- [TASK TO COMPLETE]
Go through the records and extract every line with the word "woman".
── GIVEN RECORDS
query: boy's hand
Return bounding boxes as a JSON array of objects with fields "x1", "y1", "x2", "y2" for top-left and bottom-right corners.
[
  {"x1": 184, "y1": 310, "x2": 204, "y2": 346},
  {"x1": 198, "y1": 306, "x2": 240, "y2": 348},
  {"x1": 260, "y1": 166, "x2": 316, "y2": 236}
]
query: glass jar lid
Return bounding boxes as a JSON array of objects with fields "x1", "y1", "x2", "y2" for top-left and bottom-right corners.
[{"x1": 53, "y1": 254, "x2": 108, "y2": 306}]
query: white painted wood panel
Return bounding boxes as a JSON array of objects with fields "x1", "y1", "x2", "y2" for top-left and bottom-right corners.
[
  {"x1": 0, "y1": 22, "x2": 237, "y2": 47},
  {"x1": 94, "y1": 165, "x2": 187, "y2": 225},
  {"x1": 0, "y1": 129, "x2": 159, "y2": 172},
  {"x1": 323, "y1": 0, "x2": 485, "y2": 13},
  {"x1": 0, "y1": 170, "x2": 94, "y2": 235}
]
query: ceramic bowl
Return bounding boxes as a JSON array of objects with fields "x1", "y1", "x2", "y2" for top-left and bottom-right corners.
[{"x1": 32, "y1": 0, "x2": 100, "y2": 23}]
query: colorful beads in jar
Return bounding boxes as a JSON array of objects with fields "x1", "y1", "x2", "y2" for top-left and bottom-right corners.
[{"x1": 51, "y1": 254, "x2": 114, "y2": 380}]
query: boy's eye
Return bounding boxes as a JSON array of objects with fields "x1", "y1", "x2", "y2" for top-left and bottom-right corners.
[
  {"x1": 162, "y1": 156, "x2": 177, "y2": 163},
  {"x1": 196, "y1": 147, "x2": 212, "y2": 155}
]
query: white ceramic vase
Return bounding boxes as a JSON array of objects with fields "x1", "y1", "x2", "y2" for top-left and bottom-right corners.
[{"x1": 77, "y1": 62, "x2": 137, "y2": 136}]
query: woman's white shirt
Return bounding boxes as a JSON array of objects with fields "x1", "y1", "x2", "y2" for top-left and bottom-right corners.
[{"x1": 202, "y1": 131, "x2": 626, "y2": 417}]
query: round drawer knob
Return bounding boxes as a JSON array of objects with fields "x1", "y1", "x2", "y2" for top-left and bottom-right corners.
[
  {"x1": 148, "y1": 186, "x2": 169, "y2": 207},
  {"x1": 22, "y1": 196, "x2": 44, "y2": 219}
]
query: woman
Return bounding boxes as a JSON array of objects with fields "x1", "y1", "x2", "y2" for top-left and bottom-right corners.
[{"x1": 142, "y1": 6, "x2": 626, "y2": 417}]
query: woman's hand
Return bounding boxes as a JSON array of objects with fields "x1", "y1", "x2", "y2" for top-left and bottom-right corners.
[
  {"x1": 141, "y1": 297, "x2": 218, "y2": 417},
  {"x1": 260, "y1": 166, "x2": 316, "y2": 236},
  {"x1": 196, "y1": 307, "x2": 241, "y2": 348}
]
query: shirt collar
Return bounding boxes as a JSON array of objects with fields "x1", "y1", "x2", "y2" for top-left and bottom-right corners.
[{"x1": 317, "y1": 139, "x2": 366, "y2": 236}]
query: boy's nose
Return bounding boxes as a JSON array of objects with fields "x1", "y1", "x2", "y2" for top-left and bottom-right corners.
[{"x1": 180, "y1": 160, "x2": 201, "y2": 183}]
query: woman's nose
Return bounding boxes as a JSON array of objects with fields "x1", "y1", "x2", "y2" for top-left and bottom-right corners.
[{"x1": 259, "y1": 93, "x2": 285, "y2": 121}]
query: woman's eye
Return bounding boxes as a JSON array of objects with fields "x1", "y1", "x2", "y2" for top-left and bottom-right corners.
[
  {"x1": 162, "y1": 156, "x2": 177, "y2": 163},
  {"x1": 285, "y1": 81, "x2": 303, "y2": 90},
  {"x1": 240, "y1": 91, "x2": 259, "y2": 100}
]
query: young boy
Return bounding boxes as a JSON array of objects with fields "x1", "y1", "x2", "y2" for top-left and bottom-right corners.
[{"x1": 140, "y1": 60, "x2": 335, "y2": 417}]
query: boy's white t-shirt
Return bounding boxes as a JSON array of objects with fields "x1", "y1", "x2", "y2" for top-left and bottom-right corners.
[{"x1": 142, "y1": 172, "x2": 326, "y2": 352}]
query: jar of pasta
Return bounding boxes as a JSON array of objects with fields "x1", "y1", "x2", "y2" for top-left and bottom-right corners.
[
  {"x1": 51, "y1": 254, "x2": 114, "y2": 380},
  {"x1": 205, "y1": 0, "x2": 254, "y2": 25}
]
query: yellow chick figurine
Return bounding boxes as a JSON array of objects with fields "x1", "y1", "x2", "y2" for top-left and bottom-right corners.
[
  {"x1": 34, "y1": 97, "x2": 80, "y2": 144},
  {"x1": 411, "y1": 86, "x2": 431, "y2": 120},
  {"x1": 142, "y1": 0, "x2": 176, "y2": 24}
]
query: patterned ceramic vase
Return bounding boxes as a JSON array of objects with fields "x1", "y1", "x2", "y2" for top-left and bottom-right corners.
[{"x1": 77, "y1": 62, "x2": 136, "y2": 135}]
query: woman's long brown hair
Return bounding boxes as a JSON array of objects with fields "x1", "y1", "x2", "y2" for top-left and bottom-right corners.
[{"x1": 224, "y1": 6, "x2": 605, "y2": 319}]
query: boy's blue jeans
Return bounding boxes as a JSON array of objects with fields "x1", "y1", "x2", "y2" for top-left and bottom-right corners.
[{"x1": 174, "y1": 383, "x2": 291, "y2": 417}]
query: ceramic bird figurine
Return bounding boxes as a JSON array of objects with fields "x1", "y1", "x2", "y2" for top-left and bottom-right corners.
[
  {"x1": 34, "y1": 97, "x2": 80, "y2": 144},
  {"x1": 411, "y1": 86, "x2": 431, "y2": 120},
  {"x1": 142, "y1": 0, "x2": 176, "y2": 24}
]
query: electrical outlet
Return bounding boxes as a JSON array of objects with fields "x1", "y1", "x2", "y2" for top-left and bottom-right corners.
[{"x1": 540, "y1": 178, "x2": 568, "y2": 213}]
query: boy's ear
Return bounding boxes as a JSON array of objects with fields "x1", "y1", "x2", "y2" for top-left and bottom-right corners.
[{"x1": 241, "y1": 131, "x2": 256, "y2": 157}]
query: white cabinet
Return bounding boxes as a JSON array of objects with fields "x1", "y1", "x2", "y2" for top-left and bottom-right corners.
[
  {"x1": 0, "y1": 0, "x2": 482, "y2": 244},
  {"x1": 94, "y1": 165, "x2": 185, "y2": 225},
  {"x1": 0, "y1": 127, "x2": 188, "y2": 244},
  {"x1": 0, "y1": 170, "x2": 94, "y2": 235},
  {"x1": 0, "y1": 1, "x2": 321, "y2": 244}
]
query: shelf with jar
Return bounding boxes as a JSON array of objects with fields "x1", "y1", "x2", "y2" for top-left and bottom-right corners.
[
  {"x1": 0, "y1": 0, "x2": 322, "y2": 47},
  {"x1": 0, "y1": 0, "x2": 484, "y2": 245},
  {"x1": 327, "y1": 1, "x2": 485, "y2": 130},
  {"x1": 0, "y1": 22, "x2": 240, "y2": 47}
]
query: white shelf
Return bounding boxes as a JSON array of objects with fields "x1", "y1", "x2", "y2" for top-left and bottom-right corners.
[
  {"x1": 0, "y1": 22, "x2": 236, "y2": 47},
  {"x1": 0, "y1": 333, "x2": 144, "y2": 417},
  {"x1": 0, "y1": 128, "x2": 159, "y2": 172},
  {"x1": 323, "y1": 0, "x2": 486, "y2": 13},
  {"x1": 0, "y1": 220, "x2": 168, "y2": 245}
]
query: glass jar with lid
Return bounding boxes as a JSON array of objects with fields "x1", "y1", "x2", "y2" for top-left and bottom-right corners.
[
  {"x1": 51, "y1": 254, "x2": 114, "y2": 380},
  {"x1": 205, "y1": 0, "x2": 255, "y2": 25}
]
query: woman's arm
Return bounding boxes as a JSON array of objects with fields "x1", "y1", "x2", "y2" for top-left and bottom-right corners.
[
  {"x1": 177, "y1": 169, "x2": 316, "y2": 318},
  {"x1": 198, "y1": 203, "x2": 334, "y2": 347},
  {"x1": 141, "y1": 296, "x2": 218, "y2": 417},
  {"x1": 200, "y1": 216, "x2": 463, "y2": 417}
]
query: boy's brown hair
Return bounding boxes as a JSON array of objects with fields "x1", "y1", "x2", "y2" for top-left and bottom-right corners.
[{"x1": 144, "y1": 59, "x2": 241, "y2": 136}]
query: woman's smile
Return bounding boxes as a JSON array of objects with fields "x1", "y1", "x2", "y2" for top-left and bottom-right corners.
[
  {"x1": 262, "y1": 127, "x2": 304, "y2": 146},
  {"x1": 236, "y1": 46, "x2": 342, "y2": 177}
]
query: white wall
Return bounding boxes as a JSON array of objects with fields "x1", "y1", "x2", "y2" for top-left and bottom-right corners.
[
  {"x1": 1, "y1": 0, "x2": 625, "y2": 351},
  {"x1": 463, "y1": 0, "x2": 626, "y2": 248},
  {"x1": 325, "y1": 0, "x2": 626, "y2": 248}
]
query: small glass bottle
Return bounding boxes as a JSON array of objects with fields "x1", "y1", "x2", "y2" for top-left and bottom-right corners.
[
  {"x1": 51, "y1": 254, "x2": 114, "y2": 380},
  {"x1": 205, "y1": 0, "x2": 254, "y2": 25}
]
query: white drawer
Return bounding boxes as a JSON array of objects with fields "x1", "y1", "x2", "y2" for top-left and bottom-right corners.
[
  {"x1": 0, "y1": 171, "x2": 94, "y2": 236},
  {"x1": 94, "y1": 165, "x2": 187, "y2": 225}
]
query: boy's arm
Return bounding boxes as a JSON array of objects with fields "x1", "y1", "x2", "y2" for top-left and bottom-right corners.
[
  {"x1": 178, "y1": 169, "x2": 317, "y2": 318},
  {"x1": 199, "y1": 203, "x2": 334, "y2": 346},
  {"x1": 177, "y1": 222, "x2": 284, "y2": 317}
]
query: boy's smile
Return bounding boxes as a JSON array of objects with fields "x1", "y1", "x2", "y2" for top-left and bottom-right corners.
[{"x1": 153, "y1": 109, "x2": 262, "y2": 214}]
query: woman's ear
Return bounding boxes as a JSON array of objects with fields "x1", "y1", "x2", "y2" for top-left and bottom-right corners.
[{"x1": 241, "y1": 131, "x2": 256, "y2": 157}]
────
- [YOUR RESPONSE]
query: woman's white shirt
query: woman
query: woman's hand
query: woman's nose
query: woman's eye
query: woman's long brown hair
query: woman's arm
query: woman's smile
query: woman's ear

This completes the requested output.